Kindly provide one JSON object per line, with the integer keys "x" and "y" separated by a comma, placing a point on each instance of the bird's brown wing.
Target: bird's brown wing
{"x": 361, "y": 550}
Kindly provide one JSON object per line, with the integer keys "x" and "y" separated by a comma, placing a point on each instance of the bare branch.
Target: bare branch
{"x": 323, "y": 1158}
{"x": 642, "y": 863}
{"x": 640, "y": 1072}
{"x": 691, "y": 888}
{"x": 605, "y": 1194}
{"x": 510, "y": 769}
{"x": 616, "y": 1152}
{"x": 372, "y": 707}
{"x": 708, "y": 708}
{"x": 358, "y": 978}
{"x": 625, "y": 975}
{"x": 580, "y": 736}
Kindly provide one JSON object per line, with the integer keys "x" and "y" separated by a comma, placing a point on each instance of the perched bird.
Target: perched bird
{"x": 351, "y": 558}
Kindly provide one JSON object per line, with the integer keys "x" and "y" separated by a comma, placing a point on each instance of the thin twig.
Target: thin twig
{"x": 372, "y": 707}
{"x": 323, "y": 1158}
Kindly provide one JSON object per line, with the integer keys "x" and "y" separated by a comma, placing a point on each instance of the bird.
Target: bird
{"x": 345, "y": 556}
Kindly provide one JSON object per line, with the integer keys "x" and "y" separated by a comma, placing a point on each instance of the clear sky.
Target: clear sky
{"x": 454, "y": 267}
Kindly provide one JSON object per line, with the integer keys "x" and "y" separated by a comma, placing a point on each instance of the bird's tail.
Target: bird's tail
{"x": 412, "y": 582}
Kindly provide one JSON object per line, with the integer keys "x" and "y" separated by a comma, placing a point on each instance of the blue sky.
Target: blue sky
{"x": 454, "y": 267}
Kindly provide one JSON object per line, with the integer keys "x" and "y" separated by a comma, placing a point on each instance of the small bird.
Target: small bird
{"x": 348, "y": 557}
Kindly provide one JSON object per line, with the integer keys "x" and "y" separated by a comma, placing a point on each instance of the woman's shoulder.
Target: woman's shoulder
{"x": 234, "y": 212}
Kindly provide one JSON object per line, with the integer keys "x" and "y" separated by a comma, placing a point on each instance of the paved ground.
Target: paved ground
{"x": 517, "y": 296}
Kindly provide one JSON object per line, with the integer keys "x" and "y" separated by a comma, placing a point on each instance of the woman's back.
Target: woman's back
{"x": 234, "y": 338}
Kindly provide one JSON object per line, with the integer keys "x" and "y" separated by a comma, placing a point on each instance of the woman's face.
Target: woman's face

- GIVEN PROBLEM
Rewrite every line of the material above as a numbered list, omitting any blank lines.

- RESPONSE FOR THIS EXERCISE
1. Kindly provide one JSON object per line, with the integer keys "x" and "y" separated by a comma, placing a point on each instance of the bird's brown wing.
2. Target: bird's brown wing
3. {"x": 361, "y": 550}
4. Kindly provide one JSON object per line, with the integer keys "x" and "y" separated by a comma, placing a point on each instance of the bare branch.
5. Target: bare branch
6. {"x": 323, "y": 1158}
7. {"x": 642, "y": 863}
8. {"x": 640, "y": 1072}
9. {"x": 691, "y": 888}
10. {"x": 605, "y": 1194}
11. {"x": 510, "y": 769}
12. {"x": 616, "y": 1152}
13. {"x": 372, "y": 707}
14. {"x": 708, "y": 708}
15. {"x": 358, "y": 978}
16. {"x": 625, "y": 975}
17. {"x": 580, "y": 736}
18. Kindly provide one JSON object per line, with the integer keys "x" and "y" separated by a comma, placing a point on each instance of the perched bird.
19. Target: perched bird
20. {"x": 351, "y": 558}
21. Kindly provide one JSON object per line, with the integer keys "x" and "y" separated by a comma, placing a point on each instance of the thin twig.
22. Target: thin twig
23. {"x": 372, "y": 707}
24. {"x": 323, "y": 1158}
25. Kindly provide one JSON object per line, with the integer keys "x" and "y" separated by a comma, placing a point on each instance of the bird.
26. Target: bird
27. {"x": 345, "y": 556}
28. Kindly provide one JSON object per line, with the integer keys "x" and "y" separated by a comma, placing a point on each instance of the clear sky.
29. Target: clear sky
30. {"x": 454, "y": 267}
31. Kindly provide one JSON object per line, with the integer keys "x" and "y" separated by a comma, placing a point on each instance of the bird's tail.
32. Target: bird's tail
33. {"x": 412, "y": 582}
34. Kindly provide one JSON object per line, with the integer keys "x" and "y" separated by a comma, placing a point on each instance of the blue sky.
35. Target: blue sky
36. {"x": 454, "y": 267}
37. Kindly provide one JSON object per line, with the integer keys "x" and "y" separated by a comma, placing a point on each instance of the small bird.
38. Target: small bird
39. {"x": 348, "y": 557}
40. Kindly provide one JSON object per line, with the integer keys "x" and "y" separated by a comma, placing a point on each instance of the woman's shoulder.
41. Target: woman's shoulder
42. {"x": 234, "y": 212}
43. Kindly provide one JSON object per line, with the integer keys "x" and "y" separated by a comma, placing a point on each instance of the paved ground.
44. Target: paved ground
45. {"x": 517, "y": 296}
46. Kindly provide one JSON object per line, with the integer keys "x" and "y" separated by a comma, placing a point on each instance of the woman's back.
47. Target: woman's back
48. {"x": 234, "y": 338}
49. Kindly provide one JSON object per line, with the integer keys "x" and "y" separated by a comma, placing a point on each instance of the woman's face.
50. Target: woman's face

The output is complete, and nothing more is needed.